··· Provided records

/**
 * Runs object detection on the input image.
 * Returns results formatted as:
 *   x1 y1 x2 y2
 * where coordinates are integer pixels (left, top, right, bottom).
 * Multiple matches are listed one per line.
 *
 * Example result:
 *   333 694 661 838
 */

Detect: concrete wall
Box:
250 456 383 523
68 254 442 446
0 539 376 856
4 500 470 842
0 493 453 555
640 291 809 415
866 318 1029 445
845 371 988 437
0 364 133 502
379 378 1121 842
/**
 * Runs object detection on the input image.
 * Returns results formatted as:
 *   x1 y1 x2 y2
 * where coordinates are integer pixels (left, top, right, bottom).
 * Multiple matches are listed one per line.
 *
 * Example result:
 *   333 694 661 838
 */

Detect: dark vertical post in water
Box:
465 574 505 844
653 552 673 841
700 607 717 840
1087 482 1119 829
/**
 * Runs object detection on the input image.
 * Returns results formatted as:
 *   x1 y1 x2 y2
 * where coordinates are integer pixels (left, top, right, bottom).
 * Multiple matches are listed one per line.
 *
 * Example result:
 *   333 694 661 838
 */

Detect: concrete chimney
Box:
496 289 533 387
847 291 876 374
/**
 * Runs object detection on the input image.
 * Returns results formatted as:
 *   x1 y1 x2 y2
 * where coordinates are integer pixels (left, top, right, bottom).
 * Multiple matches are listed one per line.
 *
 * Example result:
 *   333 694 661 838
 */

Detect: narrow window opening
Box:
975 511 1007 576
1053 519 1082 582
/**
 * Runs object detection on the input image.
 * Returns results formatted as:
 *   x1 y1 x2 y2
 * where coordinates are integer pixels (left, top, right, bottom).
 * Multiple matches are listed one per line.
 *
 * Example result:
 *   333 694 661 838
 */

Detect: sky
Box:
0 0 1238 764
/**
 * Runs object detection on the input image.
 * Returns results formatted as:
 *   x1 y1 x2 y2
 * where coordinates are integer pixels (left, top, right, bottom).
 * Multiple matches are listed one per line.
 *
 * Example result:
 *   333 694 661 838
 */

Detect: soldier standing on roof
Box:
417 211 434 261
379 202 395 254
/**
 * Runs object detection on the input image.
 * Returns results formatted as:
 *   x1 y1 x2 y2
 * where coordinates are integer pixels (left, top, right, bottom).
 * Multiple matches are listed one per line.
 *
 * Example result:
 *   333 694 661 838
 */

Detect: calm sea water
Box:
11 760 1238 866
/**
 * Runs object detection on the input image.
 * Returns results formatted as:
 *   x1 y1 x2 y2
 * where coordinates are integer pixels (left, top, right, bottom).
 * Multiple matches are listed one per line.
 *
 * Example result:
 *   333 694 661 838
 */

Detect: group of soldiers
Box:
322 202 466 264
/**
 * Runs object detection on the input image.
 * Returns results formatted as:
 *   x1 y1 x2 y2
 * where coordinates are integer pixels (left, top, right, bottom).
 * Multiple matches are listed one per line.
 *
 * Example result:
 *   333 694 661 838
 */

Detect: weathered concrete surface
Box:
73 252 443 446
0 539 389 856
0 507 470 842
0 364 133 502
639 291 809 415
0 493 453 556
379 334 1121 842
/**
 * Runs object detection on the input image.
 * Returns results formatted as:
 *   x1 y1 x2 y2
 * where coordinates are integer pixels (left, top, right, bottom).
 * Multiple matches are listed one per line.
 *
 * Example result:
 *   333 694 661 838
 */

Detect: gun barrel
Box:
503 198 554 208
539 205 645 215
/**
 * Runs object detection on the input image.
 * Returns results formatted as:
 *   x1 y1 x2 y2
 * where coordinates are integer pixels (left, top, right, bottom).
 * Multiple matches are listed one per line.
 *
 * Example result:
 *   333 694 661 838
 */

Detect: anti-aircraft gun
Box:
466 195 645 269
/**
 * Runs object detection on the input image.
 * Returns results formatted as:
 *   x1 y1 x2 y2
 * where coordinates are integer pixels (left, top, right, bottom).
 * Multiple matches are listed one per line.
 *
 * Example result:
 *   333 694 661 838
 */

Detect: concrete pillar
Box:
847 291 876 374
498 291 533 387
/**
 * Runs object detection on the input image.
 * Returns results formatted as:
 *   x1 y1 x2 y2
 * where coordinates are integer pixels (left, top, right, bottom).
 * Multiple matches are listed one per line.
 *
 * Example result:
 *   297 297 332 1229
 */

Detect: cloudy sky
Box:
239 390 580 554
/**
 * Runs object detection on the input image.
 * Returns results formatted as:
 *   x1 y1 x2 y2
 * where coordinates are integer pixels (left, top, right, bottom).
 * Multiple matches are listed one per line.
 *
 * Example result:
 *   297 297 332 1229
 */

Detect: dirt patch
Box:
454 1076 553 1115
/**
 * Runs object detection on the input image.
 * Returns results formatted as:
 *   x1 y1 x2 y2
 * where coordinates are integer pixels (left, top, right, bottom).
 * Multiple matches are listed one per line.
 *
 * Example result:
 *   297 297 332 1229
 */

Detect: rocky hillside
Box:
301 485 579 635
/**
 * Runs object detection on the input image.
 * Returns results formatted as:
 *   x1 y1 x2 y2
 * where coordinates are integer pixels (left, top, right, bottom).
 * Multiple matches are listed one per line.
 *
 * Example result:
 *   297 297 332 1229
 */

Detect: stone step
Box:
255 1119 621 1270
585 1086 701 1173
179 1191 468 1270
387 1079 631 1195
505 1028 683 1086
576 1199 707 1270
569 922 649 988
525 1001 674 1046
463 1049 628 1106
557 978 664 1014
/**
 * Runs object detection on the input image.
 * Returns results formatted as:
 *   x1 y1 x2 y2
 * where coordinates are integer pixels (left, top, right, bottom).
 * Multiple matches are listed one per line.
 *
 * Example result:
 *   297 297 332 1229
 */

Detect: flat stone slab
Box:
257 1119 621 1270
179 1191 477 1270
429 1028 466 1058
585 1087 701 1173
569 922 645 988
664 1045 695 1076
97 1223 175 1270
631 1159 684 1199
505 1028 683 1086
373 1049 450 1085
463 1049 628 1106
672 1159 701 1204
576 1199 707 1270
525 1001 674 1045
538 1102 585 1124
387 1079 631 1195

······

(Exercise description): Extract every line from the records above that contains the word "water", and copy each of those lines unchanged.

(Task answer):
Detect: dark vertical post in water
Detect: calm sea water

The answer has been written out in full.